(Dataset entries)
==============================
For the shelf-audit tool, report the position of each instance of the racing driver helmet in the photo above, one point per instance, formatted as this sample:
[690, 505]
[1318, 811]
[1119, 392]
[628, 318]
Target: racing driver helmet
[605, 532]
==============================
What is being asked:
What is needed is an exact reproduction of the data.

Your response:
For the shelf-audit tool, report the position of each instance of the racing driver helmet in the photo above, one point per instance, formatted as this sample:
[690, 505]
[1318, 811]
[1119, 392]
[628, 318]
Target: racing driver helmet
[605, 532]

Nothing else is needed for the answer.